→ TUGAS A: Menurut dokumen sumber, pukul berapa jadwal keberangkatan KRL Ekonomi AC yang akan dinaiki penulis menuju Manggarai?

→ DOKUMEN SUMBER:

Sunday, March 07, 2010

Catatan Harian 27 Feb 2010


Dengan agak was-was, saya memacu motor kesayangan menuju ke Stasiun Depok Lama. Jarum panjang arloji sudah terlalu lama melewati angka 12 pada putaran jam 9 pagi. Saya berlomba dengan KRL Ekonomi AC yang akan saya tunggangi menuju ke Manggarai. Dengan jadwal keberangkatan pukul 09:08, seharusnya saya sudah melambaikan sapu tangan putih, berucap sayonara pada rangkaian yang meninggalkan saya.

Alhamdulillah, saya masih tinggal di Indonesia. Keretanya masih tersedia...
Dengan gaya anggun dan profesional saya acungkan dua jari tangan saya.

→ TUGAS B: Hitunglah jumlah baris rekaman di bawah ini yang memuat kata "leaf". Tuliskan angkanya saja.

Rekaman hasil ekstraksi
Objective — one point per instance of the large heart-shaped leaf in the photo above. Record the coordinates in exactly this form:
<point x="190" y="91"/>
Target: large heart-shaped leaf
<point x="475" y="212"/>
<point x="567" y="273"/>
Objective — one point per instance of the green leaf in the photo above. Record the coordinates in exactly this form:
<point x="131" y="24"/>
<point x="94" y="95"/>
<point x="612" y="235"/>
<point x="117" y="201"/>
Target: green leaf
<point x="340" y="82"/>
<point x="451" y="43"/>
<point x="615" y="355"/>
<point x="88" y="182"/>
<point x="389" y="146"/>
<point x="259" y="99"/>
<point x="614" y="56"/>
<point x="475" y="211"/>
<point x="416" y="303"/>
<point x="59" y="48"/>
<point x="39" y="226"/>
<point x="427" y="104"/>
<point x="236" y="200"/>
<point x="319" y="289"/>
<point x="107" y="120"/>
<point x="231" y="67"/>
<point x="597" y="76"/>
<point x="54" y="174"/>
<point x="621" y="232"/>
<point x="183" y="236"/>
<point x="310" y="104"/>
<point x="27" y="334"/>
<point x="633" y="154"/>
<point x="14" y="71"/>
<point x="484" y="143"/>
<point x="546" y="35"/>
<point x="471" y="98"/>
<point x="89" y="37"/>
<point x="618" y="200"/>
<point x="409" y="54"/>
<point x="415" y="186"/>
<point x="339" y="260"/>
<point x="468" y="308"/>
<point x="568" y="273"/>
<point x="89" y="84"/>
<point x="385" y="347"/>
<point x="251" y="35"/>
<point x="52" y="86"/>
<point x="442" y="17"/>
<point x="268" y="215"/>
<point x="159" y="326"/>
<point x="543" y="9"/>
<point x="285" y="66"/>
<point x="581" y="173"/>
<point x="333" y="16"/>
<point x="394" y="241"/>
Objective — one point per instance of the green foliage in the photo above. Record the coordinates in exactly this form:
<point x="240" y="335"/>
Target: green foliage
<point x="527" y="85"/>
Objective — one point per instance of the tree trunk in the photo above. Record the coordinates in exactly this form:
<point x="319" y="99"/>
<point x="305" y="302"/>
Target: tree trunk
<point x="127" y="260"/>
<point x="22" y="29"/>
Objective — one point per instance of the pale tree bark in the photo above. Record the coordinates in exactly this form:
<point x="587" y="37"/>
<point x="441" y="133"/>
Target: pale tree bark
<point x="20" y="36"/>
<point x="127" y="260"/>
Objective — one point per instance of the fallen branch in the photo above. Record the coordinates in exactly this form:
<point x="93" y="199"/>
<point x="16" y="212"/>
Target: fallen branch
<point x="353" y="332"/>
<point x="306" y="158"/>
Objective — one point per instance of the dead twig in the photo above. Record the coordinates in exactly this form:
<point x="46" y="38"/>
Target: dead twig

→ HASIL A: Pukul 09:08.

→ HASIL B: 4